> **Job**: Recast every one of the rows below as a numbered list, skipping any blank lines and leaving out the pictures.

-- begin Data supplied --

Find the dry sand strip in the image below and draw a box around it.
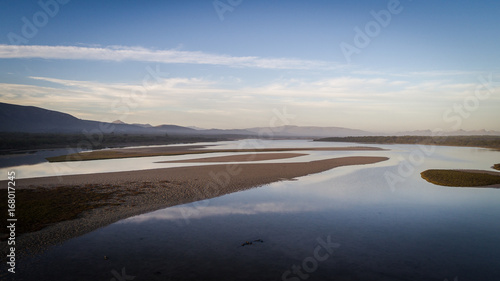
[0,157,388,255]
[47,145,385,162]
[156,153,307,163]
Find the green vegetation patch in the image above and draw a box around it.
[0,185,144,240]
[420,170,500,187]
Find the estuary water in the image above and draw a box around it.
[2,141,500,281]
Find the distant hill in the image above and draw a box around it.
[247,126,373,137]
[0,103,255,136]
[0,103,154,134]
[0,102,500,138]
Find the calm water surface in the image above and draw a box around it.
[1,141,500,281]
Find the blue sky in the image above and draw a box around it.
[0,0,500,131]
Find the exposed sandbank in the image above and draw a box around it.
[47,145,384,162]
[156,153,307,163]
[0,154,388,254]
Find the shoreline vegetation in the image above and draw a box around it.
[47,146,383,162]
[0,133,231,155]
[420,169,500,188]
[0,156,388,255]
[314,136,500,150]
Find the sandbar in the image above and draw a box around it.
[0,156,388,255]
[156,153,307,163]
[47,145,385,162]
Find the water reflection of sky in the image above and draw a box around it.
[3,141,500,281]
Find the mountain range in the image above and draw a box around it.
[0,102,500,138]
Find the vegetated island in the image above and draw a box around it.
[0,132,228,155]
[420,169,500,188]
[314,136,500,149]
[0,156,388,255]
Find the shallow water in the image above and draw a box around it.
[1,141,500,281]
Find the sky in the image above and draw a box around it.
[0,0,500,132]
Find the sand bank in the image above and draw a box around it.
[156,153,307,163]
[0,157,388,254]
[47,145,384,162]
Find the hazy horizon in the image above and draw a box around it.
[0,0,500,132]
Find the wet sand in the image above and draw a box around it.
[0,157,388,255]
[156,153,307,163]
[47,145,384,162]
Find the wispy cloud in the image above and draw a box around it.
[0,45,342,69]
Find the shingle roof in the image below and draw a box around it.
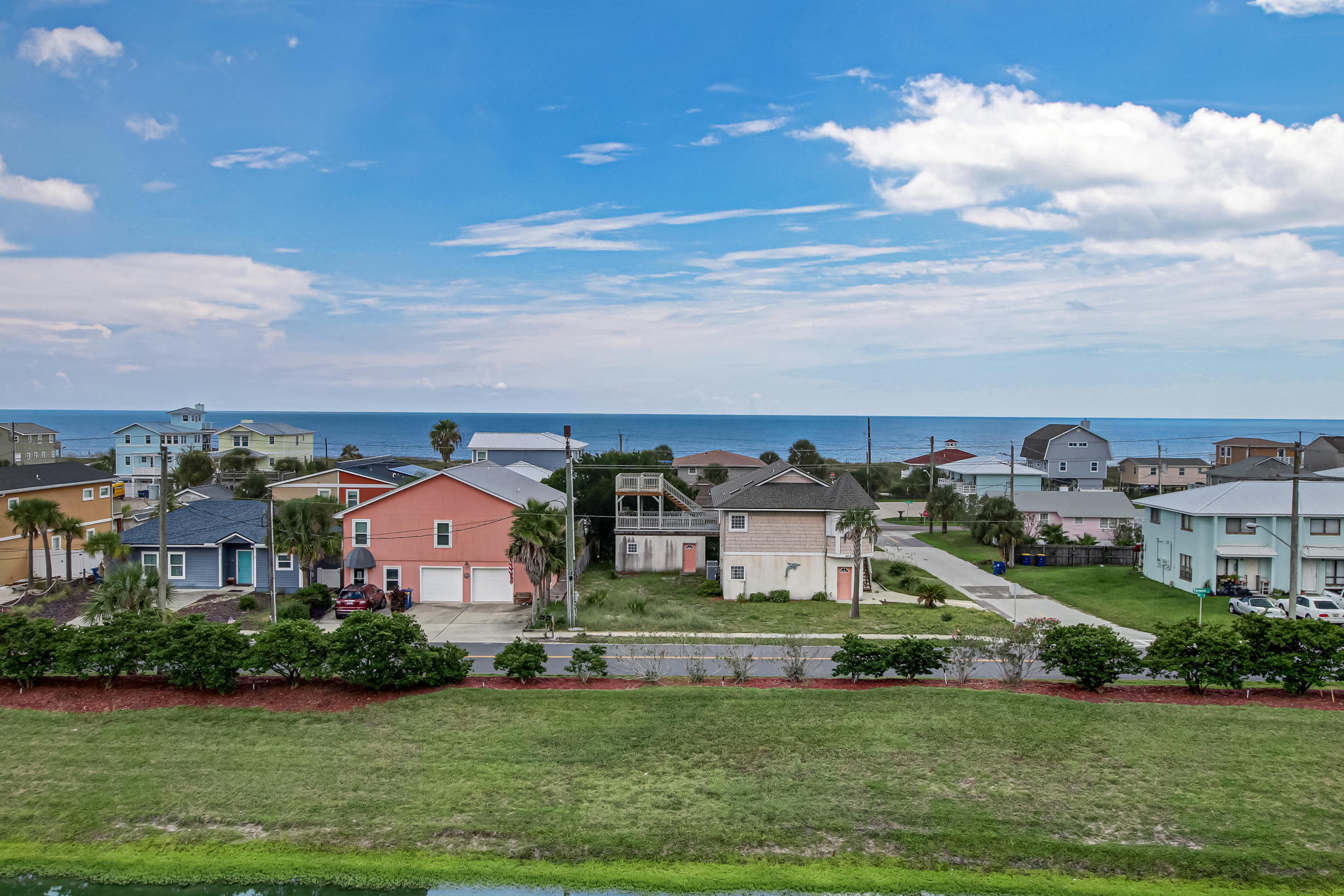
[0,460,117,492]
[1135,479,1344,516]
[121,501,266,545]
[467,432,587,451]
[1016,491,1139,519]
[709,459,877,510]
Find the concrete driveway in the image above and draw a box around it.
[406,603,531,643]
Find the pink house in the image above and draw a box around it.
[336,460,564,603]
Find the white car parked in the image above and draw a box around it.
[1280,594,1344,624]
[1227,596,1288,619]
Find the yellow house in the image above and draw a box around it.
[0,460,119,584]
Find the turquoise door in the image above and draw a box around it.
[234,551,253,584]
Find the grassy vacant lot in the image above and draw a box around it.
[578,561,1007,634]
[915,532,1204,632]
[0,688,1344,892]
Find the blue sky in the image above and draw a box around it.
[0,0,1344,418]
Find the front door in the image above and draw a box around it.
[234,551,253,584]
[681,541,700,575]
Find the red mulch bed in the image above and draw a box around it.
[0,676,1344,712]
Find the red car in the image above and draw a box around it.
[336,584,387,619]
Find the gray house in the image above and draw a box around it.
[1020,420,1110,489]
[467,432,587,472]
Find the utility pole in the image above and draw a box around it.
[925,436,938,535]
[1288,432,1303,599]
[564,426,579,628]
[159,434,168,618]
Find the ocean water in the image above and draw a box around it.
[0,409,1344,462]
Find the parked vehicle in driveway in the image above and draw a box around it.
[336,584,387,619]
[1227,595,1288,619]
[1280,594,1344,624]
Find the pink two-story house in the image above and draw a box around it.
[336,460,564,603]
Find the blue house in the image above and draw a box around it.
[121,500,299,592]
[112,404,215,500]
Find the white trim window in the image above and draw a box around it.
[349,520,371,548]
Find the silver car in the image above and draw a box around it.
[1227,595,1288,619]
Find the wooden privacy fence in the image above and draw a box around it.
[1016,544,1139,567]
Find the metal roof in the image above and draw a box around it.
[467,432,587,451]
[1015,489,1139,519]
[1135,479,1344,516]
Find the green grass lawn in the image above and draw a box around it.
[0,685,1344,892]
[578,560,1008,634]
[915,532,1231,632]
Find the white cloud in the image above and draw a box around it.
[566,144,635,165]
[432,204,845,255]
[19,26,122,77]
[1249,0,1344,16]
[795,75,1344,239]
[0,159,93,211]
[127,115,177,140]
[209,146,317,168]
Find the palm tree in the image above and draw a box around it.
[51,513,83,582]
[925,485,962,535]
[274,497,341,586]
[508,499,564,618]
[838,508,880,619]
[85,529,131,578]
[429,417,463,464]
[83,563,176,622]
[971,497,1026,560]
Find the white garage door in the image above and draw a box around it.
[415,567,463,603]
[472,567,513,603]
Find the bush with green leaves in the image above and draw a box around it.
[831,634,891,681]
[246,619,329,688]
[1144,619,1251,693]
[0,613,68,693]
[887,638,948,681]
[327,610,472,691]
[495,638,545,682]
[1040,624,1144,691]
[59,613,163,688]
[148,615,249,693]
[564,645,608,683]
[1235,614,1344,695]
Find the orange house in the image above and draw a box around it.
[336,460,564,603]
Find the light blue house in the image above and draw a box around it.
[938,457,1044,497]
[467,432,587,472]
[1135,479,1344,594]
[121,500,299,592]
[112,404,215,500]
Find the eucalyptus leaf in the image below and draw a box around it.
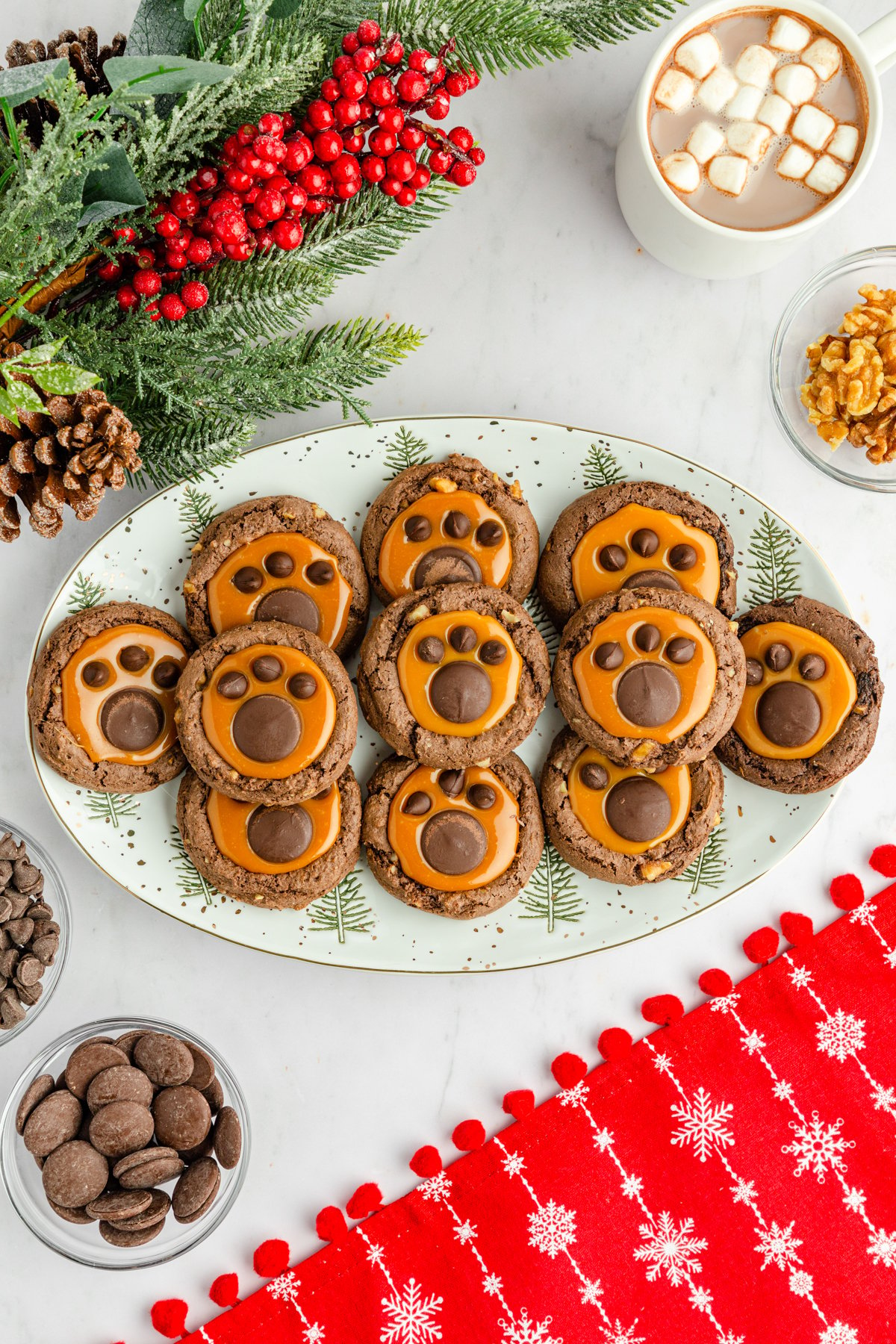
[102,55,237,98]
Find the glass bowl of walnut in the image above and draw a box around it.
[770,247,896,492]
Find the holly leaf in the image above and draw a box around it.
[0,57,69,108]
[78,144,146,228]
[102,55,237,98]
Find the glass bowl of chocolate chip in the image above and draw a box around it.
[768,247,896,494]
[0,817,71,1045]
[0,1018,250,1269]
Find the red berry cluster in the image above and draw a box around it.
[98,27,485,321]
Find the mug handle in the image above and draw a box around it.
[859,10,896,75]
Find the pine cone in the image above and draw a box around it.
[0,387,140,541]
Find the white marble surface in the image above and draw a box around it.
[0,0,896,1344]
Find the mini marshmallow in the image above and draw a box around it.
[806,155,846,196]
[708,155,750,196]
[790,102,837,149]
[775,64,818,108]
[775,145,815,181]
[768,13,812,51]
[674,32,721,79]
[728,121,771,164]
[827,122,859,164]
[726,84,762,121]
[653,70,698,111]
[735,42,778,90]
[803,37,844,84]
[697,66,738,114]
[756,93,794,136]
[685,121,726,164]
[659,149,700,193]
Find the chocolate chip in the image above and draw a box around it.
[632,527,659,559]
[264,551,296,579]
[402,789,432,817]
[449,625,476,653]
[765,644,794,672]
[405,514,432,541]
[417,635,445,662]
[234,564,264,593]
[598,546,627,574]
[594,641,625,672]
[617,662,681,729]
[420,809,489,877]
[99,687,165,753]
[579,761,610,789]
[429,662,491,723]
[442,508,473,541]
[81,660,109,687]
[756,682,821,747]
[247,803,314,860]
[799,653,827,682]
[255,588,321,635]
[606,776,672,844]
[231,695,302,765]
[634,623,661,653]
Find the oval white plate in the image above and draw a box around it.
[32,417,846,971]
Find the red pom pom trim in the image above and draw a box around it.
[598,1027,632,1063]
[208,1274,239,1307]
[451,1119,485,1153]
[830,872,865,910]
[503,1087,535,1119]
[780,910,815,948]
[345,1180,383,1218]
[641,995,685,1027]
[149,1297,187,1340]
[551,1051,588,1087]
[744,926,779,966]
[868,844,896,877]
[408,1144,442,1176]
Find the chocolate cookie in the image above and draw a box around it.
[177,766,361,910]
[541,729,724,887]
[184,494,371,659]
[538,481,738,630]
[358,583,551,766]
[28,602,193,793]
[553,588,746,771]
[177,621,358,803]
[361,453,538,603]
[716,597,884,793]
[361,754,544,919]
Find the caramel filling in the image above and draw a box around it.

-- end Data supplied --

> **Solution to this exercise**:
1. Find the dry sand strip in the image below and draw a box around it.
2. [0,157,388,255]
3. [47,145,385,162]
4. [156,153,307,163]
5. Find the green vegetation patch in the image above and draw a box around it.
6. [0,185,144,240]
7. [420,170,500,187]
8. Find the estuary water in the image above and draw a box around it.
9. [2,141,500,281]
10. Find the distant hill in the image above and draw a box around it.
11. [247,126,373,137]
12. [0,103,255,136]
13. [0,103,154,134]
14. [0,102,500,138]
15. Find the calm water surface in the image above and draw a box around it.
16. [1,141,500,281]
17. Find the blue sky in the image above and draw a box around it.
18. [0,0,500,131]
19. Find the exposed sandbank in the image above and draw a box around it.
20. [47,145,384,162]
21. [156,153,307,163]
22. [0,154,388,254]
23. Find the shoreline vegetation in the image above and draw a box around it.
24. [47,146,383,162]
25. [0,133,231,155]
26. [420,169,500,188]
27. [0,156,388,255]
28. [314,136,500,150]
29. Find the sandbar in the image above and draw a box around it.
30. [0,156,388,255]
31. [156,153,307,163]
32. [47,145,385,162]
33. Find the water reflection of sky in the image above and draw a box around it.
34. [3,141,500,281]
35. Find the mountain range in the image above and draw a box around it.
36. [0,102,500,138]
37. Find the vegetated island in the image above and draw a box around it.
38. [0,132,228,155]
39. [420,169,500,188]
40. [314,136,500,149]
41. [0,156,388,255]
42. Find the shallow water in the image above and draw a box around it.
43. [1,141,500,281]
44. Find the sky in the image above and draw a box around it.
45. [0,0,500,132]
46. Find the sand bank in the image above and draw a box around it.
47. [156,153,307,163]
48. [0,157,388,254]
49. [47,145,384,162]
50. Find the hazy horizon in the image above and draw a box around it.
51. [0,0,500,132]
52. Find the wet sand in the image above and draw a box around it.
53. [0,157,388,255]
54. [156,153,307,163]
55. [47,145,384,162]
56. Find the wispy cloud in the image above and draw a box around it.
57. [0,45,342,69]
58. Find the shingle roof in the image below and draw a box around it.
59. [0,460,117,492]
60. [1135,479,1344,516]
61. [121,501,266,545]
62. [467,432,587,451]
63. [1016,491,1139,519]
64. [709,459,877,510]
65. Find the concrete driveway in the image above and draw a box around it.
66. [406,603,531,643]
67. Find the pink house in the image above and draw a box around it.
68. [336,460,564,603]
69. Find the white car parked in the image above and draw a box around it.
70. [1280,594,1344,624]
71. [1227,596,1288,619]
72. Find the yellow house in the image above and draw a box around it.
73. [0,460,119,584]
74. Find the turquoise door in the image above and draw a box around it.
75. [234,551,253,584]
76. Find the grassy vacant lot in the image above and draw a box around it.
77. [578,561,1007,634]
78. [915,532,1204,632]
79. [0,688,1344,892]
80. Find the blue sky in the image above and draw a box around it.
81. [0,0,1344,418]
82. Find the front door in the image above and draw a box around it.
83. [234,551,253,584]
84. [681,541,700,575]
85. Find the red mulch bed in the image above and draw a box around it.
86. [0,676,1344,712]
87. Find the red car in the image above and draw a box around it.
88. [336,584,387,619]
89. Find the gray house in the image above and draw a box around it.
90. [1020,420,1110,489]
91. [467,432,587,472]
92. Find the utility pole in the image above and draw a box around it.
93. [925,436,938,535]
94. [1288,432,1303,599]
95. [564,426,579,628]
96. [159,434,168,618]
97. Find the ocean water in the image above and draw a box around it.
98. [0,409,1344,462]
99. Find the parked vehicle in driveway in the image above and draw a box around it.
100. [336,584,387,619]
101. [1227,595,1288,619]
102. [1280,594,1344,624]
103. Find the pink two-story house in the image above and draw a box around it.
104. [336,460,564,603]
105. Find the blue house in the image above and draw a box around it.
106. [121,500,299,592]
107. [112,404,215,500]
108. Find the white trim window in the image above and draw a box around it.
109. [349,520,371,548]
110. Find the silver car in the image above and draw a box around it.
111. [1227,595,1288,619]
112. Find the wooden privacy fence in the image above and draw a box around it.
113. [1016,544,1139,567]
114. Find the metal roof in the image above and draw a box around it.
115. [467,432,587,451]
116. [1015,489,1139,519]
117. [1135,479,1344,516]
118. Find the green grass lawn in the image above and draw a box around it.
119. [0,685,1344,892]
120. [578,560,1008,634]
121. [915,532,1231,632]
122. Find the white cloud in the image above and draw a box around it.
123. [566,144,635,165]
124. [432,204,845,255]
125. [19,26,122,77]
126. [1249,0,1344,16]
127. [795,75,1344,239]
128. [0,159,93,211]
129. [127,115,177,140]
130. [209,146,317,168]
131. Find the palm tree in the image above and draw a box around it.
132. [51,513,83,582]
133. [925,485,962,535]
134. [274,497,341,586]
135. [508,499,564,618]
136. [838,508,880,619]
137. [85,529,131,578]
138. [429,417,463,464]
139. [83,563,176,622]
140. [971,497,1026,560]
141. Find the white garage door in the image above and draw a box around it.
142. [415,567,463,603]
143. [472,567,513,603]
144. Find the bush with green leaves in the image above and draw a box around it.
145. [831,634,891,681]
146. [246,619,329,688]
147. [1144,619,1251,693]
148. [0,613,68,693]
149. [887,638,948,681]
150. [327,610,472,691]
151. [495,638,545,682]
152. [1040,624,1144,691]
153. [59,613,163,688]
154. [148,615,249,693]
155. [564,645,608,683]
156. [1235,614,1344,695]
157. Find the orange house in the image above and draw a box around it.
158. [336,460,564,603]
159. Find the light blue house in the image above and draw a box around it.
160. [938,457,1044,497]
161. [467,432,587,472]
162. [1135,479,1344,594]
163. [121,500,299,592]
164. [112,404,215,500]
165. Find the eucalyptus leaf in the image below and draw a box around it.
166. [102,55,237,98]
167. Find the glass bowl of walnut in the image above and draw a box around it.
168. [770,247,896,492]
169. Find the holly leaf in the image above and draw a box around it.
170. [0,57,69,108]
171. [78,144,146,228]
172. [102,55,237,98]
173. Find the glass bowl of chocolate chip in the image above and draw a box around it.
174. [768,247,896,494]
175. [0,817,71,1045]
176. [0,1018,250,1269]
177. Find the red berry cluster in the image above and draw a box around it.
178. [98,27,485,321]
179. Find the mug handle in the image above and draw a box around it.
180. [859,10,896,75]
181. Find the pine cone in the image above and draw a box around it.
182. [0,387,140,541]
183. Find the white marble surface in the image above and draw a box around it.
184. [0,0,896,1344]
185. Find the mini marshmallow in the image above and draw a box around it.
186. [806,155,846,196]
187. [708,155,750,196]
188. [790,102,837,149]
189. [775,64,818,108]
190. [775,145,815,181]
191. [768,13,812,51]
192. [674,32,721,79]
193. [728,121,771,164]
194. [827,122,859,164]
195. [726,84,762,121]
196. [653,70,698,111]
197. [735,42,778,90]
198. [803,37,844,84]
199. [697,66,738,114]
200. [756,93,794,136]
201. [685,121,726,164]
202. [659,149,700,193]
203. Find the chocolate chip in the image above and draw a box around it.
204. [632,527,659,559]
205. [264,551,296,579]
206. [402,789,432,817]
207. [449,625,476,653]
208. [765,644,794,672]
209. [405,514,432,541]
210. [417,635,445,662]
211. [234,564,264,593]
212. [598,546,627,574]
213. [594,641,625,672]
214. [617,662,681,729]
215. [420,809,489,877]
216. [99,687,165,753]
217. [579,761,610,789]
218. [429,662,491,723]
219. [442,508,473,541]
220. [81,660,109,687]
221. [756,682,821,747]
222. [247,803,314,860]
223. [799,653,827,682]
224. [255,588,321,635]
225. [606,776,672,844]
226. [231,695,302,765]
227. [634,623,661,653]
228. Find the oval white plate in the image above and draw a box around it.
229. [32,417,846,971]
230. Find the red pom pom trim in the image above and draw a box around it.
231. [598,1027,632,1063]
232. [208,1274,239,1307]
233. [451,1119,485,1153]
234. [830,872,865,910]
235. [503,1087,535,1119]
236. [780,910,815,948]
237. [345,1180,383,1218]
238. [641,995,685,1027]
239. [149,1297,187,1340]
240. [551,1051,588,1087]
241. [744,926,779,966]
242. [868,844,896,877]
243. [408,1144,442,1176]
244. Find the chocolate cookie in the image above and draw a box around it.
245. [177,766,361,910]
246. [541,729,724,887]
247. [184,494,371,659]
248. [538,481,738,630]
249. [358,583,551,766]
250. [28,602,193,793]
251. [553,588,746,771]
252. [177,621,358,803]
253. [361,453,538,603]
254. [716,597,884,793]
255. [361,754,544,919]
256. Find the caramel filling in the image above and draw a box around it.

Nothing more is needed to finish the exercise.